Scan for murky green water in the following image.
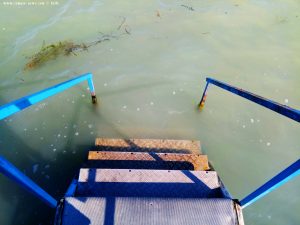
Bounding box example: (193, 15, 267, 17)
(0, 0, 299, 224)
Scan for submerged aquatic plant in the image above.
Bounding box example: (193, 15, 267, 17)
(24, 28, 129, 71)
(24, 41, 76, 70)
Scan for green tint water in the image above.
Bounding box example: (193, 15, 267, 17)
(0, 0, 299, 224)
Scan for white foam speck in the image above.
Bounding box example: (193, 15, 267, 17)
(24, 128, 27, 131)
(104, 83, 107, 87)
(81, 94, 85, 97)
(2, 27, 6, 31)
(64, 126, 68, 129)
(150, 102, 154, 105)
(267, 215, 271, 219)
(75, 132, 79, 136)
(63, 150, 67, 154)
(242, 125, 246, 128)
(34, 128, 38, 131)
(267, 142, 271, 146)
(57, 134, 61, 138)
(53, 148, 57, 152)
(172, 91, 176, 95)
(250, 118, 254, 123)
(88, 124, 93, 129)
(32, 164, 39, 174)
(72, 100, 75, 104)
(257, 119, 260, 122)
(64, 135, 67, 138)
(90, 131, 94, 135)
(259, 139, 263, 143)
(40, 137, 44, 140)
(284, 99, 288, 104)
(123, 105, 127, 109)
(137, 107, 140, 111)
(62, 114, 65, 118)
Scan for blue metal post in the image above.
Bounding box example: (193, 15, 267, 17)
(199, 77, 300, 122)
(87, 76, 97, 104)
(0, 73, 97, 121)
(0, 156, 57, 208)
(240, 159, 300, 208)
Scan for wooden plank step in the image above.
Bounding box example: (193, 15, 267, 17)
(61, 197, 244, 225)
(95, 138, 201, 154)
(87, 151, 209, 170)
(76, 169, 224, 198)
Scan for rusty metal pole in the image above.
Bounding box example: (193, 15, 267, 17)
(198, 81, 209, 110)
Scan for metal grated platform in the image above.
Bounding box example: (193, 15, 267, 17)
(95, 138, 201, 154)
(61, 197, 242, 225)
(87, 151, 209, 170)
(76, 169, 224, 198)
(55, 138, 244, 225)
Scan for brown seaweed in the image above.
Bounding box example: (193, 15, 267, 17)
(24, 21, 129, 71)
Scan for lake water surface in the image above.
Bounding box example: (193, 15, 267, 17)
(0, 0, 299, 224)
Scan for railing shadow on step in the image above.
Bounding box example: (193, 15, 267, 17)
(198, 77, 300, 209)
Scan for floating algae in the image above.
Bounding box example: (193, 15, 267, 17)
(24, 41, 76, 70)
(24, 31, 126, 70)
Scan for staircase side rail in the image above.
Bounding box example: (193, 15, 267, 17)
(198, 77, 300, 208)
(0, 73, 97, 208)
(198, 77, 300, 123)
(0, 72, 97, 121)
(240, 159, 300, 208)
(0, 156, 57, 208)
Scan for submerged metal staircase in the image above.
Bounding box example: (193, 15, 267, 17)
(1, 73, 299, 224)
(55, 138, 244, 225)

- [WORK REQUIRED] Using the listing above, return word for word each line from the one that has "Scan for brown seaweed in the image above." through the one that has "Scan for floating algae in the image above.", and no line outside that range.

- [ANSWER BELOW]
Scan for brown seaweed in the image above.
Bounding box example: (193, 15, 267, 17)
(24, 21, 129, 71)
Scan for lake water surface in the image above.
Bounding box example: (193, 15, 267, 17)
(0, 0, 299, 224)
Scan for railing shadow on step in the image above.
Bounding box example: (193, 15, 267, 17)
(198, 77, 300, 209)
Scan for floating algae in the image above.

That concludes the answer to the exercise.